Supplied passage:
· · · · · · ·
Yes, I was aware of this. But with all due respect, if you're running with an OS already present (not what I would call bare metal :-), your device driver alone is not the entire IO sub-system. I'm not sure what you mean by it having no mutable state. Do you mean no top level mutable state, or do you mean there is no mutable state whatsoever associated with a particular USB port(device..whatever)?
I said "no *global* mutable state", by which I meant no global variables. Of course there's mutable state. This is C after all. :) (And it would there in Haskell too.) And yes, somewhere there's some global mutable state in the OS. I've never claimed that it should be totally forbidden. Various circumstances forces it upon us. What I've been claiming is that it should be avoided where possible. Which is almost always. -- Lennart

Lennart Augustsson wrote:
And yes, somewhere there's some global mutable state in the OS. I've never claimed that it should be totally forbidden. Various circumstances forces it upon us. What I've been claiming is that it should be avoided where possible. Which is almost always.
Thus there seems to be agreement that whereas this should be avoided where possible, it is still needed in some cases. Therefore the question arises as to how to safely incorporate this into the language. As everyone knows, use of unsafePerformIO could break the type system without a programmer knowing it, but I think I am right in saying that if only monomorphic refs were allowed at the top level, type safety would be ensured (so there would be no need for the truly horrible value restriction that infects the whole of SML for example) Therefore I propose a new keyword to define monomorphic top level IORefs, something like: augment ref = monomorphicvalue -- just a plain value not a monadic computation where "augment" refers to the augmentation of the RealWorld state by the state of ref as in John's suggestion to use "augmented IO" in preference to "global mutable state" The use of a plain value to initialize the ref rather than a monadic computation would ensure that there would be no problems with trying to work out which order to initialize top level refs that are dependent on values of refs in other modules since there could be no dependencies. Regards, Brian.

Brian Hulley wrote:
The use of a plain value to initialize the ref rather than a monadic computation would ensure that there would be no problems with trying to work out which order to initialize top level refs that are dependent on values of refs in other modules since there could be no dependencies.
I meant to say that while there *could* be dependencies I don't think they would be any different from the dependencies that can exist at the moment with one value depending on another which in turn is defined in terms of the first either within a module or between mutually recursive modules. Also, to qualify my suggestion, I am not 100% sure that it would be powerful enough for all uses - perhaps monadic computations are needed in some cases to init global refs? Regards, Brian.

Brian Hulley wrote:
The use of a plain value to initialize the ref rather than a monadic computation would ensure that there would be no problems with trying to work out which order to initialize top level refs that are dependent on values of refs in other modules since there could be no dependencies.
· · · · · · ·
(Extracted rows)
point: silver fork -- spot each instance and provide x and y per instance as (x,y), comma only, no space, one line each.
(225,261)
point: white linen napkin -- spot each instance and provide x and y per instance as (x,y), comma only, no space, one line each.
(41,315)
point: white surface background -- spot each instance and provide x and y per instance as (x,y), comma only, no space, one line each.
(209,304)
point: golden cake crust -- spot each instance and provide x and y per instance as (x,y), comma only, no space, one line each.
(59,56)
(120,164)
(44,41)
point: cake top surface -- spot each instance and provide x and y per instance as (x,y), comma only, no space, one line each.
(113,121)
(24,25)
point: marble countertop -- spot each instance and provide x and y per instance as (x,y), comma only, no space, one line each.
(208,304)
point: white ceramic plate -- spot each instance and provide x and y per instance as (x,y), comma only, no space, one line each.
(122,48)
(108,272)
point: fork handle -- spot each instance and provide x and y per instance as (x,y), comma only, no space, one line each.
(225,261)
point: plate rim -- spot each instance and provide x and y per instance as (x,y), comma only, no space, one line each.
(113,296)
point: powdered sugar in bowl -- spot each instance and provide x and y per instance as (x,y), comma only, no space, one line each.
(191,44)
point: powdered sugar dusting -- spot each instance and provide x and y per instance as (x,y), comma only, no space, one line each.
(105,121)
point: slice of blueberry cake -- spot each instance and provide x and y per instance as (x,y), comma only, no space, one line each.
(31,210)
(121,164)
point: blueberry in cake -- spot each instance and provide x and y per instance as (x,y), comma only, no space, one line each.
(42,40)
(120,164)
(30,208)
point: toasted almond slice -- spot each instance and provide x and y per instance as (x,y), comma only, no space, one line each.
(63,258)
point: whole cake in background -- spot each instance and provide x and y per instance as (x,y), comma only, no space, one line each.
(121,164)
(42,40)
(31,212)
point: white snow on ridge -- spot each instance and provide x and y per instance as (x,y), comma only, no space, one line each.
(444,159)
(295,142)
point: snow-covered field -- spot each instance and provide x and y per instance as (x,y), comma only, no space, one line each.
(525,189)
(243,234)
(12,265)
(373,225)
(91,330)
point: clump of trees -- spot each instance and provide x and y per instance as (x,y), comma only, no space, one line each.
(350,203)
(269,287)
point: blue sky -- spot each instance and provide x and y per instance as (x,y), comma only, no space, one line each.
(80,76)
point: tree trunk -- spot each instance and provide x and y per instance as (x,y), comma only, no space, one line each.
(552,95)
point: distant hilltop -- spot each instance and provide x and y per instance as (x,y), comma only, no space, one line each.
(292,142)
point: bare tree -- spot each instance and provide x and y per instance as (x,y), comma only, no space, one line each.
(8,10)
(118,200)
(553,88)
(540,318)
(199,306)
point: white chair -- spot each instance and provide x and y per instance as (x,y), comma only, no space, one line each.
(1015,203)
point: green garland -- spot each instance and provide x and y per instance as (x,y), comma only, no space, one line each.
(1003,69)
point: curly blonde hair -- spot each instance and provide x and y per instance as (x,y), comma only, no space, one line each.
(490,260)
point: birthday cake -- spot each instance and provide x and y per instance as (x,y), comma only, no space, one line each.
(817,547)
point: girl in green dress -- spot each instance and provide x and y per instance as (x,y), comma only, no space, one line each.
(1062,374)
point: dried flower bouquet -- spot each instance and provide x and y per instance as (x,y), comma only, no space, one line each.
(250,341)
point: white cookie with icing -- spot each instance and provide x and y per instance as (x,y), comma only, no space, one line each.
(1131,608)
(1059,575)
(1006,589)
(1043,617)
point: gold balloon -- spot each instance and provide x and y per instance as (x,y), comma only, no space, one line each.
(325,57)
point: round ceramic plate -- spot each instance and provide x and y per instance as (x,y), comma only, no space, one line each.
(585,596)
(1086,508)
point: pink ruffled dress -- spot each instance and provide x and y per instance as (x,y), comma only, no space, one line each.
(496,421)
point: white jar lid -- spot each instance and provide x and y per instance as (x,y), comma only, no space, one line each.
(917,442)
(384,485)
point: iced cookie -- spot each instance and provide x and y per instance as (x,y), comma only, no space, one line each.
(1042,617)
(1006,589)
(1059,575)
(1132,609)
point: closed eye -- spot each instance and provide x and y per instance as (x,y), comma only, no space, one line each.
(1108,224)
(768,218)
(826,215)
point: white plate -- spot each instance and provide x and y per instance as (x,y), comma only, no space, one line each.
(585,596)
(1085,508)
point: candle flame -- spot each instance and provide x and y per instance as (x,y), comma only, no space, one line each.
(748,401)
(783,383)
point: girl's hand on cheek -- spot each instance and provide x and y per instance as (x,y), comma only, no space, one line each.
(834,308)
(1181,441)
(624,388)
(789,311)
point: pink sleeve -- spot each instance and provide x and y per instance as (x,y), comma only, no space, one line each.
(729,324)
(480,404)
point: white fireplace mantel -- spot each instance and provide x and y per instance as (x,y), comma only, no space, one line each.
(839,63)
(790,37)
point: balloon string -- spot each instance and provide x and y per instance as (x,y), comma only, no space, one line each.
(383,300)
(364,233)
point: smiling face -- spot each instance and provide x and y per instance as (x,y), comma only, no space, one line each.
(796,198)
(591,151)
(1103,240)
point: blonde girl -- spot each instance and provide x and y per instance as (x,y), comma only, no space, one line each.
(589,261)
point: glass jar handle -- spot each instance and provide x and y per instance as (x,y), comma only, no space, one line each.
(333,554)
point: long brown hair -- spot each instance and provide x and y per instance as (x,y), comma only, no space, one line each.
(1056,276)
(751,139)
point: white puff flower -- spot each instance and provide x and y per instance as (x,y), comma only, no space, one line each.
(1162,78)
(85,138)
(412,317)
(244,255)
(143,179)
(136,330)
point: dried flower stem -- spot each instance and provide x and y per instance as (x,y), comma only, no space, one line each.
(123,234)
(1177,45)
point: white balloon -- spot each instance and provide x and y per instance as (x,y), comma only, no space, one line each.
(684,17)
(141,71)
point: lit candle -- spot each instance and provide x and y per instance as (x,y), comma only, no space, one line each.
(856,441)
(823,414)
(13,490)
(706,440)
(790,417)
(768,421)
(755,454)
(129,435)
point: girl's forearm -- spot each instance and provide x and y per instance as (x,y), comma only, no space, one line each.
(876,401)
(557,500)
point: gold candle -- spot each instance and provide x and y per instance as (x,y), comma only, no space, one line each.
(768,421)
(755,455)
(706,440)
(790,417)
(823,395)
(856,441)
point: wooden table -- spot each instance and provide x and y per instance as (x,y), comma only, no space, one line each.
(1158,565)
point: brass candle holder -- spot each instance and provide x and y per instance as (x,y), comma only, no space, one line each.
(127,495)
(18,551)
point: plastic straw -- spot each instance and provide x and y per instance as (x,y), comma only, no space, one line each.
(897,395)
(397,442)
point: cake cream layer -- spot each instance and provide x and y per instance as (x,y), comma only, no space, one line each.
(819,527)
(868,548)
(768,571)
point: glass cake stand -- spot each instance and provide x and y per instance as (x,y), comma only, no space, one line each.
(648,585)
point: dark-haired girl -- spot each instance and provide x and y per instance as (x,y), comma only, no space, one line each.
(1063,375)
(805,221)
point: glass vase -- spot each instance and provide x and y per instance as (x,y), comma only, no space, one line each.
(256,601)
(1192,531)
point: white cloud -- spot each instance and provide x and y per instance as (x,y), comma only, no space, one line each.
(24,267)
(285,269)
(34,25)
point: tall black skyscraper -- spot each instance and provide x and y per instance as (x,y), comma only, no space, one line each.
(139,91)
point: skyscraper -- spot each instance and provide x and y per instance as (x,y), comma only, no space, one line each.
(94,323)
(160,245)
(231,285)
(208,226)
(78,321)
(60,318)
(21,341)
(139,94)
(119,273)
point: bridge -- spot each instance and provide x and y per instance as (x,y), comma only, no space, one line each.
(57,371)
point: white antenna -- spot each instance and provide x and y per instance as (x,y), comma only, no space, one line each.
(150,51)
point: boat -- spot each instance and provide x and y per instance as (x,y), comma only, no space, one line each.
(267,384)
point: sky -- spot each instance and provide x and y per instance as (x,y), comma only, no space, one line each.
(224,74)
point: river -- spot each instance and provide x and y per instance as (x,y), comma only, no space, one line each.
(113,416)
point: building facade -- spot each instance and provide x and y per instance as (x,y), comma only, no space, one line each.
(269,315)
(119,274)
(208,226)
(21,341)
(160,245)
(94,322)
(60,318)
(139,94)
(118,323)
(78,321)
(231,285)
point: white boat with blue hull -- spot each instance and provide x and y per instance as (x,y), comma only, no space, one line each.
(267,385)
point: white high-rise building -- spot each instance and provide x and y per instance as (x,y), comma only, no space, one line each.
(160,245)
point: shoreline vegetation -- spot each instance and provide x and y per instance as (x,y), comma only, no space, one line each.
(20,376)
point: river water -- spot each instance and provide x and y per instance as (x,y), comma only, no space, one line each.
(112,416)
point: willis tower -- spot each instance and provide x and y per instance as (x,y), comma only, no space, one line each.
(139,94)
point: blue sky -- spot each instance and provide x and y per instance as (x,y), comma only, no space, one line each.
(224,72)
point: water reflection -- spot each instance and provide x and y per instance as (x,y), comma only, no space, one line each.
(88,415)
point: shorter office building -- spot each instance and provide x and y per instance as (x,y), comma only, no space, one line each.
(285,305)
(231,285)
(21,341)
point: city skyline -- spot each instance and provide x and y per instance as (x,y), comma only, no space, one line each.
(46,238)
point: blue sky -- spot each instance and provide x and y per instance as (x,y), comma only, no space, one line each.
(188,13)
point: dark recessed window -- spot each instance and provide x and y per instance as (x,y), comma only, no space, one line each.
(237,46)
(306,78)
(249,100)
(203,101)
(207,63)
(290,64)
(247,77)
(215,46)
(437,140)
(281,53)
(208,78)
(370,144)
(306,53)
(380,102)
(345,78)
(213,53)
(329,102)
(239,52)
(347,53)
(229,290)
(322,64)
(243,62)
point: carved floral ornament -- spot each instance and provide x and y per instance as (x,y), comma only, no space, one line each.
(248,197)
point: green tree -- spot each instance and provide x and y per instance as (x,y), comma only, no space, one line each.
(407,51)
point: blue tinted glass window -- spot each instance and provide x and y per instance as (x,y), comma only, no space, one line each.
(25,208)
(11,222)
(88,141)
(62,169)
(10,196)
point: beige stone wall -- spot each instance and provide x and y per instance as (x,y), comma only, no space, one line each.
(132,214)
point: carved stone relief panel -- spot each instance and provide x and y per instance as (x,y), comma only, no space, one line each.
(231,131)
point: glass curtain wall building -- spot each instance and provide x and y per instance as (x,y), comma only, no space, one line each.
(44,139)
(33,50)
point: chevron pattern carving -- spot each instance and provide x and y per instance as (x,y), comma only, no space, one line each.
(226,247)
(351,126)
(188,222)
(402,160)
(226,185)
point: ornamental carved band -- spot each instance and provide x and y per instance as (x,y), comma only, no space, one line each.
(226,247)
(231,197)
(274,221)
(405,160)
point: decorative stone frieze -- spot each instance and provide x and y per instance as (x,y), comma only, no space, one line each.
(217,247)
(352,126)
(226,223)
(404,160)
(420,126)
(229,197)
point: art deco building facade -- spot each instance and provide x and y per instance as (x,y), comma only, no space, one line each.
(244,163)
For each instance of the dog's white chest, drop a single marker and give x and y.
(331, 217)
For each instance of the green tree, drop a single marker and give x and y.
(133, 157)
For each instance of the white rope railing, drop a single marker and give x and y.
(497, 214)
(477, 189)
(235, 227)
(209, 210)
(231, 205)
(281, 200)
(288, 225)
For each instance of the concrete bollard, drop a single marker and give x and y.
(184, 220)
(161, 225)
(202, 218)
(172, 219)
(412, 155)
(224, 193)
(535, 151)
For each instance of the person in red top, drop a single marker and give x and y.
· · · · · · ·
Actions to take:
a – From the thread on global mutable state, output the text between "I meant to say" and "refs? Regards, Brian.", inclusive.
b – Which programming languages are named in the thread on global mutable state? List them all.
c – Continue the thread on global mutable state from the point where it stops.

Answer section:
a –
I meant to say that while there *could* be dependencies I don't think they would be any different from the dependencies that can exist at the moment with one value depending on another which in turn is defined in terms of the first either within a module or between mutually recursive modules. Also, to qualify my suggestion, I am not 100% sure that it would be powerful enough for all uses - perhaps monadic computations are needed in some cases to init global refs? Regards, Brian.

b – C, Haskell, SML

c –
I'm not sure what problem you see with the ACIO monad proposal. It was designed to prevent the kind of ordering dependency problems which (I think) you're refering to. You can't read or write IORefs/MVars or do any other "real IO" operation from ACIO. All you can do is create them (and more complex data structures based on them). So they could be evaluated at compile time, in principle (AFAICS etc..). I think it should also be possible to fork threads from ACIO, provided you arrange that they're initially blocked on an empty MVar or something. If it turns out that that isn't enough to properly initialise them (like you need to do real IO), then you just can't have them as top level identifiers. But you can still use something like the "oneShot" function to implement "get" actions at the top level (in the IO monad). Regards -- Adrian Hey

Adrian Hey wrote:
Brian Hulley wrote:
The use of a plain value to initialize the ref rather than a monadic computation would ensure that there would be no problems with trying to work out which order to initialize top level refs that are dependent on values of refs in other modules since there could be no dependencies.
I'm not sure what problem you see with the ACIO monad proposal. It was designed to prevent the kind of ordering dependency problems which (I think) you're refering to. You can't read or write IORefs/MVars or do any other "real IO" operation from ACIO. All you can do is create them (and more complex data structures based on them). So they could be evaluated at compile time, in principle (AFAICS etc..). I think it should also be possible to fork threads from ACIO, provided you arrange that they're initially blocked on an empty MVar or something.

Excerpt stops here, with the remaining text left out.